> [Text extract]:
-=-=-

Maddy Buttling won the Animal category prize in the Jackson’s Painting Prize this year with her work Buying My Dogs Everything They Touch. Her small scale oil on wood paintings depict day-to-day observations of pets with quiet consideration and a steady hand. Here, Maddy, talks about the deification of animals, her methodical process and the tactile pleasure of painting.
Above image: Crufts, 2019, 2019, Maddy Buttling, Oil on plywood, 13 x 22 cm
Clare: Can you tell us about your artistic background/education?
Maddy: I’ve just graduated with a BA Fine Art from Chelsea College of Arts. I’ve always been very interested in making, and very interested in animals. The two really came together in my second year at Chelsea, when my childhood dog died. Processing what felt at the time to be a huge loss, I painted her obsessively. Painting her became a channel to process my grief, a grief that was not just for the loss of my companion, but for a symbolic end to childhood. I began to explore the idea of memorialisation – how death can elevate the pet to the level of a deity, and how the extravagance of oil paint can immortalise them.
Clare: Where does a painting begin for you? Can you take us through your process?
Maddy: Narrative is explicit within my work; I often paint in series, pulling from the same motifs. Typically, paintings begin with photos taken on my mobile phone. I sometimes crop the images, but other than that, little editing takes place. The paintings are very much recording the moment of the photograph, the free spontaneity of phone photography, how the same domestic spaces are recorded through the years, with animals dying and being replaced alongside the furniture.

-=-=-

> [Collected material]:

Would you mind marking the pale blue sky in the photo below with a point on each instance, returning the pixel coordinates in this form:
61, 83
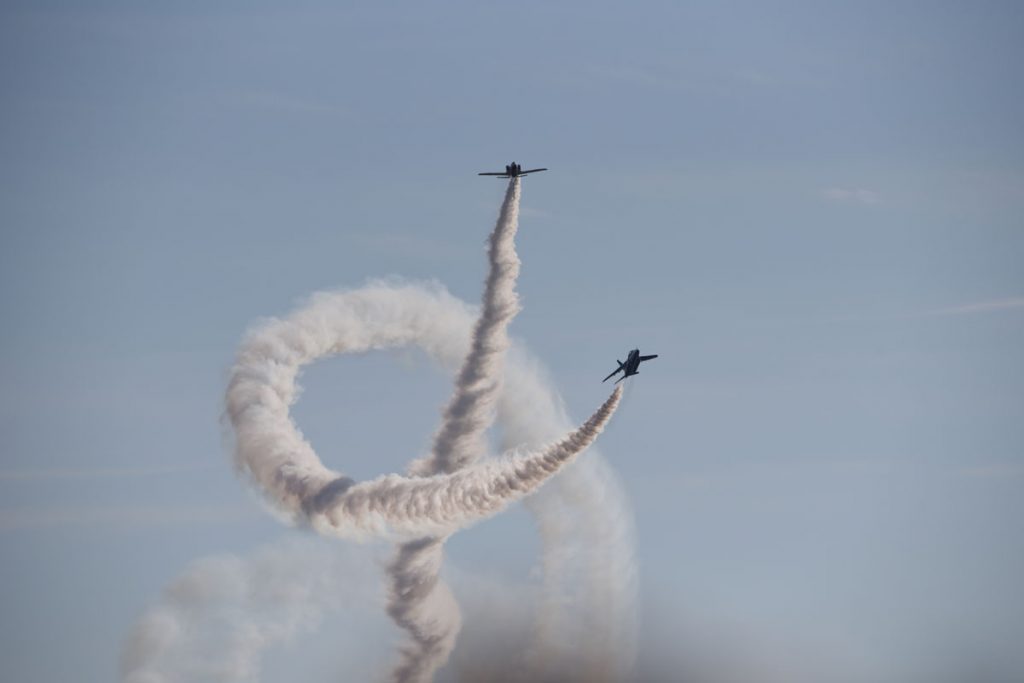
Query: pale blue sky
811, 211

-=-=-

Answer these questions from the interview with Maddy Buttling above:
(a) In which category of the Jackson's Painting Prize did she win?
(b) From which college did she graduate with a BA in Fine Art?
(c) What do her paintings typically begin with?

(a) The Animal category.
(b) Chelsea College of Arts.
(c) Photos taken on her mobile phone.